Request:
Reproduce the items below in full, replacing every occurrence of "mask" with "outline" and changing nothing else.

== Extracted entries ==

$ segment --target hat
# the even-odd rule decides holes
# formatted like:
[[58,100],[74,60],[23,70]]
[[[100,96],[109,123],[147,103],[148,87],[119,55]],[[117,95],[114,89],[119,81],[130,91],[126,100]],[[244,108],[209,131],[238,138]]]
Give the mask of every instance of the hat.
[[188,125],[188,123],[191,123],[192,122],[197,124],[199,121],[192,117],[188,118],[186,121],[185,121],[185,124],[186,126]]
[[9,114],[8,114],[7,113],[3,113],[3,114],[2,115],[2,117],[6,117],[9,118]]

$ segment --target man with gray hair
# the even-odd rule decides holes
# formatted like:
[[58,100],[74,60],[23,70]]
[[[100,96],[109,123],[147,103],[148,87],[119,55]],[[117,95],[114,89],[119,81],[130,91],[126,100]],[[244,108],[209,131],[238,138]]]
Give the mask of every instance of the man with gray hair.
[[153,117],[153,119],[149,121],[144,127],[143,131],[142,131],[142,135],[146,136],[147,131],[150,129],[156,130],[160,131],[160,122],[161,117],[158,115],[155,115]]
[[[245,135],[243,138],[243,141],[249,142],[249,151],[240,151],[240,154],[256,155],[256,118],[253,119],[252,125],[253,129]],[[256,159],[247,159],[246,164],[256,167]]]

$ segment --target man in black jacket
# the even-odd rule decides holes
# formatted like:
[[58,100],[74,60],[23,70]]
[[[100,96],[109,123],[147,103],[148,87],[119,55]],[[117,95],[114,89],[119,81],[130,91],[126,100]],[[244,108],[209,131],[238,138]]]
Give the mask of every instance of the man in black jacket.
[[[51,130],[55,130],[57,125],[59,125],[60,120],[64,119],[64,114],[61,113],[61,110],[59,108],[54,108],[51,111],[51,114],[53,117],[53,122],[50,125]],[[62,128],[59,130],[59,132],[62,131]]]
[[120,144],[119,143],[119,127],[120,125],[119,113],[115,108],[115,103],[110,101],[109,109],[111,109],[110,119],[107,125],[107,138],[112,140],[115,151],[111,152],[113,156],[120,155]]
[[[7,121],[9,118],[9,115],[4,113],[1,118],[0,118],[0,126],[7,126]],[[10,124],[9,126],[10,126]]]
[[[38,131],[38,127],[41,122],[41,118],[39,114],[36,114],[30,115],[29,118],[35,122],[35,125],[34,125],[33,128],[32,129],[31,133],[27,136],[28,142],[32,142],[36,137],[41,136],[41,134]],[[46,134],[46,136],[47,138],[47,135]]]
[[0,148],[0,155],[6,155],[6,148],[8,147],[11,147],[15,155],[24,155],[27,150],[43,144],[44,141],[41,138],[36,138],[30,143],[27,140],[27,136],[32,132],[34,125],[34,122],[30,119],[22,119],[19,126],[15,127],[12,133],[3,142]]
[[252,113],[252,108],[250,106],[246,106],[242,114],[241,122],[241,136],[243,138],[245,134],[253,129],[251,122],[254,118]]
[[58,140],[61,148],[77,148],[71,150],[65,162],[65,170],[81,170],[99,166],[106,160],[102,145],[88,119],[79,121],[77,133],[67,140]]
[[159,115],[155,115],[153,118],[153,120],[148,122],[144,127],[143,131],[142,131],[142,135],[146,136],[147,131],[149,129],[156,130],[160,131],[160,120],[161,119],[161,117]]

===

Written solution:
$ segment --target hat
# the even-odd rule decides holes
# formatted like:
[[58,100],[74,60],[23,70]]
[[[100,96],[109,123],[147,103],[148,87],[119,55]],[[117,95],[114,89],[119,81],[130,91],[126,100]],[[244,108],[209,131],[238,138]]]
Give the outline of every instance of the hat.
[[188,125],[188,123],[191,123],[192,122],[197,124],[199,121],[192,117],[188,118],[186,121],[185,121],[185,124],[186,126]]
[[9,114],[8,114],[7,113],[3,113],[3,114],[2,115],[2,117],[6,117],[9,118]]

$ segment --target man with gray hair
# the even-odd rule decides holes
# formatted like:
[[58,100],[74,60],[23,70]]
[[[100,96],[109,123],[147,103],[148,87],[119,55]],[[117,95],[114,89],[119,81],[130,91],[126,100]],[[244,108],[209,131],[238,138]]]
Give the outline of every instance of the man with gray hair.
[[153,117],[153,119],[149,121],[144,127],[143,131],[142,131],[142,135],[146,136],[147,131],[150,129],[156,130],[160,131],[160,122],[161,117],[158,115],[155,115]]
[[[245,135],[243,138],[243,141],[249,142],[249,151],[240,151],[240,154],[256,155],[256,118],[253,119],[252,125],[253,129]],[[256,159],[247,159],[246,164],[256,167]]]

$ segment --target man in black jacket
# the even-odd rule decides holes
# formatted like:
[[58,100],[74,60],[23,70]]
[[[100,96],[109,123],[147,103],[148,87],[119,55]],[[117,95],[114,89],[119,81],[130,91],[126,100]],[[244,108],[209,131],[238,138]]]
Give the outline of every instance of the man in black jacket.
[[[51,130],[55,130],[57,125],[59,125],[60,120],[64,119],[64,114],[61,113],[61,110],[59,108],[54,108],[51,111],[51,114],[53,117],[53,122],[50,125]],[[62,128],[59,130],[59,132],[62,131]]]
[[120,144],[119,143],[119,127],[120,125],[119,113],[115,108],[115,103],[110,101],[109,109],[111,109],[110,119],[107,125],[107,138],[112,140],[115,151],[111,152],[113,156],[120,155]]
[[[7,121],[9,118],[9,115],[4,113],[1,118],[0,118],[0,126],[7,126]],[[10,124],[9,126],[10,126]]]
[[[38,131],[38,127],[41,122],[41,118],[39,114],[36,114],[30,115],[29,118],[35,122],[35,125],[34,125],[33,128],[32,129],[31,133],[27,136],[28,142],[32,142],[36,137],[41,136],[41,134]],[[46,134],[46,136],[47,138],[47,135]]]
[[0,148],[0,155],[6,155],[6,148],[8,147],[11,147],[15,155],[24,155],[27,150],[43,144],[44,141],[41,138],[36,138],[30,143],[27,140],[27,136],[32,132],[34,125],[34,122],[30,119],[22,119],[19,126],[15,127],[12,133],[3,142]]
[[252,113],[252,108],[250,106],[246,106],[242,114],[241,122],[241,136],[243,138],[245,134],[253,129],[251,122],[254,118]]
[[58,140],[61,148],[77,148],[71,150],[65,162],[65,170],[81,170],[99,166],[106,160],[102,145],[88,119],[79,121],[77,133],[67,140]]
[[159,115],[155,115],[153,118],[153,120],[148,122],[144,127],[143,131],[142,131],[142,135],[146,136],[147,131],[149,129],[156,130],[160,131],[160,120],[161,119],[161,117]]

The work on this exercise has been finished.